▶ EXERCISE DETAILS
Gather each line of the items below that contains the word "gray", and copy those lines in their original order.

▶ DATASET RECORDS
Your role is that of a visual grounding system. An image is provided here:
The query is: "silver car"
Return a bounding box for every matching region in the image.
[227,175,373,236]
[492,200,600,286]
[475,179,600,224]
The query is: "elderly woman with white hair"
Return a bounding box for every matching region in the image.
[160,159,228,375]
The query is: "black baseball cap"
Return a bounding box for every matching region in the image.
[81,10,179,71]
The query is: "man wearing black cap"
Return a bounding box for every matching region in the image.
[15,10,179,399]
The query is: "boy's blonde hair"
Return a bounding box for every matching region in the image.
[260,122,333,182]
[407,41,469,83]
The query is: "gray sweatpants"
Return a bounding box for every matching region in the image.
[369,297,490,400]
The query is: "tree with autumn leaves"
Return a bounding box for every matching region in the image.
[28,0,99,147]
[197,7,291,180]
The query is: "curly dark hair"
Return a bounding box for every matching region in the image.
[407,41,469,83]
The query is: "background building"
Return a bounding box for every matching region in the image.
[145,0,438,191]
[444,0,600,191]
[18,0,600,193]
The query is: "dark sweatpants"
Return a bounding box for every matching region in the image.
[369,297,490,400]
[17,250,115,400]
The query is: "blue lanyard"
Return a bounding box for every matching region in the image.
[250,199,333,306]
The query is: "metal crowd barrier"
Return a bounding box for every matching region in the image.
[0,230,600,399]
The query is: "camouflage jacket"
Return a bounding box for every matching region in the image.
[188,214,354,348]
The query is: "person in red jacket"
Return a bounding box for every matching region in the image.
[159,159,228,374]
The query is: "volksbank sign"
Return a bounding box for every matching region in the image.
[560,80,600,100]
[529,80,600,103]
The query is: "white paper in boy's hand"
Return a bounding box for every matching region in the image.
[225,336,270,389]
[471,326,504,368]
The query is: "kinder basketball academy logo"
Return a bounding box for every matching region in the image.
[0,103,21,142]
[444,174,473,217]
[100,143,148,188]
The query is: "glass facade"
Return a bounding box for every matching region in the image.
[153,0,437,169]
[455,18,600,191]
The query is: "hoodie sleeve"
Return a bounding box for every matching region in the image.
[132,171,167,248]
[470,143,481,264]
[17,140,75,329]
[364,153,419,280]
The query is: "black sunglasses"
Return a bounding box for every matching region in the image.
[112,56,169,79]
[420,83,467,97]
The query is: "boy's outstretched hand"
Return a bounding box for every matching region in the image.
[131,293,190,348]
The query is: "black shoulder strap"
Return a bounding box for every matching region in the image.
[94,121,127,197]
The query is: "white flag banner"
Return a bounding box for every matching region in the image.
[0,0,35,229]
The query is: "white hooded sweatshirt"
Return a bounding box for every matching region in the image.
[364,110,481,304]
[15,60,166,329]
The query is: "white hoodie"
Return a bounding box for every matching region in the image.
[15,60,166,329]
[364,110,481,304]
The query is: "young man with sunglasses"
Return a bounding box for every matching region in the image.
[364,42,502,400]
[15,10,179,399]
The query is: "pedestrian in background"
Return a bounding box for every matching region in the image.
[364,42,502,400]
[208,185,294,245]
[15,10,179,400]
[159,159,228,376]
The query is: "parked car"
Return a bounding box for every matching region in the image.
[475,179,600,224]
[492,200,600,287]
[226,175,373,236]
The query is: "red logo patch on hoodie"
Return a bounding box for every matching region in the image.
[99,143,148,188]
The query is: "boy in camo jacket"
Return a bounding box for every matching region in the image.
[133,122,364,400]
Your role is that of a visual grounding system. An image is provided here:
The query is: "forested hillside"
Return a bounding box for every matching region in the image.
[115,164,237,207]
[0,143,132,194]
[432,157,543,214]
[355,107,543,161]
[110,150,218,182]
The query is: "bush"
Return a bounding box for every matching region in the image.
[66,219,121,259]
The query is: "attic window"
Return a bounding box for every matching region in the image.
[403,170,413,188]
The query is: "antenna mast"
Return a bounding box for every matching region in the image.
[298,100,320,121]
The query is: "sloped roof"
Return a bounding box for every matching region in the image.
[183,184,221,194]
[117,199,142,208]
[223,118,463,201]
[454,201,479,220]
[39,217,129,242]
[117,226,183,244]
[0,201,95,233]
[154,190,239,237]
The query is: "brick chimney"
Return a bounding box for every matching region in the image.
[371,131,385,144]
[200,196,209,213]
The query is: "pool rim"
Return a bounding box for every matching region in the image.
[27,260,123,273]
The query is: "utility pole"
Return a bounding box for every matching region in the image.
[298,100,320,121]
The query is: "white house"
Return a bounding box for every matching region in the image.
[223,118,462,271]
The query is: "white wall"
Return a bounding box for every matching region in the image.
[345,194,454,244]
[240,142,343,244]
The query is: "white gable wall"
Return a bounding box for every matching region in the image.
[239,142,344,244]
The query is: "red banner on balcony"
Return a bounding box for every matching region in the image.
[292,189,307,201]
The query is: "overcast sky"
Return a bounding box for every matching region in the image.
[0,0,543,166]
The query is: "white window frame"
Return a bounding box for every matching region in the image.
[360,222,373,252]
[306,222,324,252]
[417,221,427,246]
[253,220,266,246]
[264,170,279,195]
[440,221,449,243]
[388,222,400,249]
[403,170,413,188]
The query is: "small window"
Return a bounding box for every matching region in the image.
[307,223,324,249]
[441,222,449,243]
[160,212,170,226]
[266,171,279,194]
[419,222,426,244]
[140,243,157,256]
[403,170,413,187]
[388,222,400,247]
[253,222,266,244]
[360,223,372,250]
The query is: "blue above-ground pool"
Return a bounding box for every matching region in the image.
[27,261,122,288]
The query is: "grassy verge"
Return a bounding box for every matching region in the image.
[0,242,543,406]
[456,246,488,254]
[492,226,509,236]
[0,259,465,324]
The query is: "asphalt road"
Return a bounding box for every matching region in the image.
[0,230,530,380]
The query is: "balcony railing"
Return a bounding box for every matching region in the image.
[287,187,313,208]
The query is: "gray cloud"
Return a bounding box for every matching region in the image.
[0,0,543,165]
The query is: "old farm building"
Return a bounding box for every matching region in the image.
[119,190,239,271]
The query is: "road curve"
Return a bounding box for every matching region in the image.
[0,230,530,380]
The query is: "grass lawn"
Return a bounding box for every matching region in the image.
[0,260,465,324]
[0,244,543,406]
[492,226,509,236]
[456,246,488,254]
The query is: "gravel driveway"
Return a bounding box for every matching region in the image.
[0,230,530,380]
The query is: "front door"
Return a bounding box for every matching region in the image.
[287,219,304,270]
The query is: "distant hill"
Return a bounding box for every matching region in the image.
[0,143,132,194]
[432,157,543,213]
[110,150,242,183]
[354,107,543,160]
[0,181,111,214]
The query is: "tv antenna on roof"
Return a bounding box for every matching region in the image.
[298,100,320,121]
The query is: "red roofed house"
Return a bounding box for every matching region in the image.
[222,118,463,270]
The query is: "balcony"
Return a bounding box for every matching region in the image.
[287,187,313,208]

▶ SOLVED EXERCISE
The query is: "gray sweatpants"
The query is: "gray cloud"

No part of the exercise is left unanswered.